>> BEGIN Quoted text

Date:  Mon, 16 Jun 1997 10:30:38 +0100 (BST)
From:  Peter Chew <pchew at jesus.ox.ac.uk>
Subject:  Disc: Grammar in UK Schools

Forwarded message
- ---------------

I have recently received, by a rather roundabout route, just a few of
the contributions to this discussion. I don't, therefore, know
everything that has been said.

I teach Advanced Level English Language (as well as a separate course
in English Literature) at a sixth form college - i.e. to students aged
16+.  They come to us from 80+ different schools, so have a wide range
of previous educational experience. Far from arriving having been
taught to avoid splitting infinitives and ending sentences with
prepositions, most arrive having never been taught what infinitives
and prepositions are.  They lack the `reasonably precise vocabulary
for analysis' referred to by Larry Rosenwald in his contribution of 5
June.  I can teach them the terminology from scratch, but find that it
does not `bed down' as it would have done if they had been familiar
with basic grammatical concepts from a much earlier age.

>> END Quoted text

## Tasks for this exercise
1. In the message on grammar in UK schools, at what kind of institution does the writer teach?
2. Please reproduce, word for word, the part of the message on grammar in UK schools that begins at "I have recently" and ends after "has been said.".

>> BEGIN Records provided

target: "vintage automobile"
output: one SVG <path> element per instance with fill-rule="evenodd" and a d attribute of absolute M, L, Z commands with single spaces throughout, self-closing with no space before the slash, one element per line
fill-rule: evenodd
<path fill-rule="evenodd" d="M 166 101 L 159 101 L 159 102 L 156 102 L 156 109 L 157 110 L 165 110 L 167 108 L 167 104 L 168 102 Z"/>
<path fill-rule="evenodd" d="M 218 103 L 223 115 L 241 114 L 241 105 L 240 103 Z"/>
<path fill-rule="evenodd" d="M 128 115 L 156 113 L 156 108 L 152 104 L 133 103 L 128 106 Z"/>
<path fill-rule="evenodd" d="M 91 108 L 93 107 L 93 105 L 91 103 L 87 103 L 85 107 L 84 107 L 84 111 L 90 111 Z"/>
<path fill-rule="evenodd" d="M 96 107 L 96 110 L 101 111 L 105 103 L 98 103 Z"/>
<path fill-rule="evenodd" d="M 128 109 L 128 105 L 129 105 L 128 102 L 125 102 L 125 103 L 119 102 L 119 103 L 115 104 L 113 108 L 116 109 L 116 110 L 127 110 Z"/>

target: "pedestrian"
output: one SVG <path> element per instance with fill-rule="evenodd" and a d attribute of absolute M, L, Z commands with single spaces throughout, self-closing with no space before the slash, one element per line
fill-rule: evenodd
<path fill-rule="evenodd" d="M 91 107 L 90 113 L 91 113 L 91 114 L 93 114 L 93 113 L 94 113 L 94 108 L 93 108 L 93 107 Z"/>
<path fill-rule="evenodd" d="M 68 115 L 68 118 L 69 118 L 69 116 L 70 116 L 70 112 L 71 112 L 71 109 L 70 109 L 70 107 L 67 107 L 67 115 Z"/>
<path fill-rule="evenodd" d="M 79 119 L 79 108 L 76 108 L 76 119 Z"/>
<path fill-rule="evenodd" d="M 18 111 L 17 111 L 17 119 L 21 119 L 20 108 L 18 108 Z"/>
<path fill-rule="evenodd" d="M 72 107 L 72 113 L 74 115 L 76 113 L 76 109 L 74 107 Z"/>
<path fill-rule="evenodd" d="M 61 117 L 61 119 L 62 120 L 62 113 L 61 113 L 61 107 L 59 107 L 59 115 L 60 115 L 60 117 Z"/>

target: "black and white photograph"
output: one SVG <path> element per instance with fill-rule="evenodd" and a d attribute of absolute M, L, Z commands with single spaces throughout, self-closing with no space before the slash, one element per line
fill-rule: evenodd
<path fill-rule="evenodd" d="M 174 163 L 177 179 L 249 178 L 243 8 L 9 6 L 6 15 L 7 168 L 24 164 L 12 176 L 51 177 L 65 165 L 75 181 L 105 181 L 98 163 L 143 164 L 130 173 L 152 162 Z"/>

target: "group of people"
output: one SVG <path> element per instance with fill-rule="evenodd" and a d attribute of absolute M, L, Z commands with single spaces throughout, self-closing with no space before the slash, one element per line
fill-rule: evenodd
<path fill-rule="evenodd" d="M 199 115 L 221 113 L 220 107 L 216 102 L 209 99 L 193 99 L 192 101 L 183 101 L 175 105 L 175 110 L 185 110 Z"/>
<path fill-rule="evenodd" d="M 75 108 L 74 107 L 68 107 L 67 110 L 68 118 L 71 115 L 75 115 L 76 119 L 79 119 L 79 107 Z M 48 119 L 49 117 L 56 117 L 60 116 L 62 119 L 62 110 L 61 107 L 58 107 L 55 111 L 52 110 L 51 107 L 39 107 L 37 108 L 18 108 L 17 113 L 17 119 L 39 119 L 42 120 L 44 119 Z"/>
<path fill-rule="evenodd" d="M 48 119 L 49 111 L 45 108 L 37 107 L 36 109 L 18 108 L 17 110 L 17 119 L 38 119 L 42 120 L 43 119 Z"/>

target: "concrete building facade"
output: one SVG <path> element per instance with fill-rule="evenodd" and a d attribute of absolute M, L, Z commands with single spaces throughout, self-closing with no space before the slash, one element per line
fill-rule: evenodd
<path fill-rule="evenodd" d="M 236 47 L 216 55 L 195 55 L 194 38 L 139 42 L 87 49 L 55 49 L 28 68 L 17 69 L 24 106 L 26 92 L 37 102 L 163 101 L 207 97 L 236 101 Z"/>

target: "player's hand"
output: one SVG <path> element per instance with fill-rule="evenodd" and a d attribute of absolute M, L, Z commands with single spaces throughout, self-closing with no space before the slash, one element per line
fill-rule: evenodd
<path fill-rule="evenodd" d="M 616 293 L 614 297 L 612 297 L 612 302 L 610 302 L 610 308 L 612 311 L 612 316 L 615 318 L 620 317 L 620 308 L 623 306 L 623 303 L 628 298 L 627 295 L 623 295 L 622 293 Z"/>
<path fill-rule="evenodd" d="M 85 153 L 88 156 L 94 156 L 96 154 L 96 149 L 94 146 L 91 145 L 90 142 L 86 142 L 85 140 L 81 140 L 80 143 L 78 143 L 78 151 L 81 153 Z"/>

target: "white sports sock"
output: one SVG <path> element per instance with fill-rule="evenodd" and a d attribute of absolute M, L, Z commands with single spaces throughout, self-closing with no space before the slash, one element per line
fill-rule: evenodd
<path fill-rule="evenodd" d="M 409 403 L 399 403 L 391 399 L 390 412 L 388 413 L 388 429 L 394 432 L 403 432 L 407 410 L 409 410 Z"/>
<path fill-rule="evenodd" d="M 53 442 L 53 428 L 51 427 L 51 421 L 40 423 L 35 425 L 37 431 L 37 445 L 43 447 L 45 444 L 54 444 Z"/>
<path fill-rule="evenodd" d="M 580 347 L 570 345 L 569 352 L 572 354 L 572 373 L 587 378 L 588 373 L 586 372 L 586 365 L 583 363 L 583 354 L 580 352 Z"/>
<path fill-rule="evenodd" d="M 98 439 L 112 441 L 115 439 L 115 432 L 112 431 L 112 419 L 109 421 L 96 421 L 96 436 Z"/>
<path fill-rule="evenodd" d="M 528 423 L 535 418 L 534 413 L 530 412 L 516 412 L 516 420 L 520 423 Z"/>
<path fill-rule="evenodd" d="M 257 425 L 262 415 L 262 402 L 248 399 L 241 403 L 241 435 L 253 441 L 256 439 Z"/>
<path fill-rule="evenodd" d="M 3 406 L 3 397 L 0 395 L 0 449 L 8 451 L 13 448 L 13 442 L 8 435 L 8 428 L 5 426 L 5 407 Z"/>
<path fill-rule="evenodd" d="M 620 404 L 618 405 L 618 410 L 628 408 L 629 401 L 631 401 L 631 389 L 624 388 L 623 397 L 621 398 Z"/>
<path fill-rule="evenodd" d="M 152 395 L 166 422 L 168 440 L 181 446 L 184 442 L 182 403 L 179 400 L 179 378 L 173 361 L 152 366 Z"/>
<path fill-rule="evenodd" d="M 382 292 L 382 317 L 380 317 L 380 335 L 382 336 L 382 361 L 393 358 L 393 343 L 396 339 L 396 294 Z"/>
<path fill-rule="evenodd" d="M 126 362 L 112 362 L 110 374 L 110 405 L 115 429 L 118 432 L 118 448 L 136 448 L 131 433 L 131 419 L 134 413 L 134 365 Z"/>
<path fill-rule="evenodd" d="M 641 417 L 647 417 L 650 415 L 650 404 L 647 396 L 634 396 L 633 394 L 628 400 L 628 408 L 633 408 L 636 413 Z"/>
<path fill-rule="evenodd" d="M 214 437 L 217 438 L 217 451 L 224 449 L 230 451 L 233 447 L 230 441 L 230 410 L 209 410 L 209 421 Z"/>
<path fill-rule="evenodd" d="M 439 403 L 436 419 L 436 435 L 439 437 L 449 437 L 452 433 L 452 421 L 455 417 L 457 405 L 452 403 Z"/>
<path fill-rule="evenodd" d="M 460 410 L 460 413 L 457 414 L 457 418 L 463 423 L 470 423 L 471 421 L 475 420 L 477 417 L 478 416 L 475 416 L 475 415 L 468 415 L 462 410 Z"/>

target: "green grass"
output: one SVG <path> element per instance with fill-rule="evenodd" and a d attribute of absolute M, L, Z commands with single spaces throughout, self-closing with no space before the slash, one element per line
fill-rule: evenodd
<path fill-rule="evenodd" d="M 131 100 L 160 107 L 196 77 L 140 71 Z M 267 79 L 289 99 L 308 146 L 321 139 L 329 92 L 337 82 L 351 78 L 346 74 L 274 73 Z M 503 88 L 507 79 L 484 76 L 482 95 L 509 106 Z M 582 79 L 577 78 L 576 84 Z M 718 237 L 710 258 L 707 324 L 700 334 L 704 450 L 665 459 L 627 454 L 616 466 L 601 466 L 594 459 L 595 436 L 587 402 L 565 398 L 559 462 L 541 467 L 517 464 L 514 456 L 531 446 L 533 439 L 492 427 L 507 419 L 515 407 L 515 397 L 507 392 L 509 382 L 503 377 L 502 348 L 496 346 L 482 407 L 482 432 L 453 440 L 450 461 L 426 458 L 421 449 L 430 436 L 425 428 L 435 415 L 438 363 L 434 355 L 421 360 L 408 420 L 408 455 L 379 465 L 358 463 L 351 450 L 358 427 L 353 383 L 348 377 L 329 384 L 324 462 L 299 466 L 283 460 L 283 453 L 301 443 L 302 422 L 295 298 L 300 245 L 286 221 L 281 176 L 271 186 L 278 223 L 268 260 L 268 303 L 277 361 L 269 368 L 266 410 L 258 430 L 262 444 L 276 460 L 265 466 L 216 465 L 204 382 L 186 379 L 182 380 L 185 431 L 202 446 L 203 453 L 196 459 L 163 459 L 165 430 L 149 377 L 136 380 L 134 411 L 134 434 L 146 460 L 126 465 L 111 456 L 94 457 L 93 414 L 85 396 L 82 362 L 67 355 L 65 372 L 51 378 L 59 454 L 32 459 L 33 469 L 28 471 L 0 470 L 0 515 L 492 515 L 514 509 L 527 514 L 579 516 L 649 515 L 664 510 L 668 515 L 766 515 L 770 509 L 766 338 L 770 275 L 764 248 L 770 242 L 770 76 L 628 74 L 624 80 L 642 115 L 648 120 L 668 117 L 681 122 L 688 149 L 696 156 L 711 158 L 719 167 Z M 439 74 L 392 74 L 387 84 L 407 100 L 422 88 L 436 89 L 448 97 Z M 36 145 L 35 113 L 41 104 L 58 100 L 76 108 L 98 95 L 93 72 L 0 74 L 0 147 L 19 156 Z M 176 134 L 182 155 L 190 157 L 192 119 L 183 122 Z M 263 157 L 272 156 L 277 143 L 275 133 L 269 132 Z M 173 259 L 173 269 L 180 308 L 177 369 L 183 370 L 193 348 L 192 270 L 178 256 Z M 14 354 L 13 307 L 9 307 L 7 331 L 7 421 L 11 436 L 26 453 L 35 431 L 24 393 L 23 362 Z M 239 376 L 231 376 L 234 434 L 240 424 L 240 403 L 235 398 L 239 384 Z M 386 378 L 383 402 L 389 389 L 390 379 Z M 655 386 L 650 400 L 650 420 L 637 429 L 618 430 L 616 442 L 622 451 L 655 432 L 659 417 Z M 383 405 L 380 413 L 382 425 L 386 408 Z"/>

>> END Records provided

## Response list
1. A sixth form college.

2.
I have recently received, by a rather roundabout route, just a few of
the contributions to this discussion. I don't, therefore, know
everything that has been said.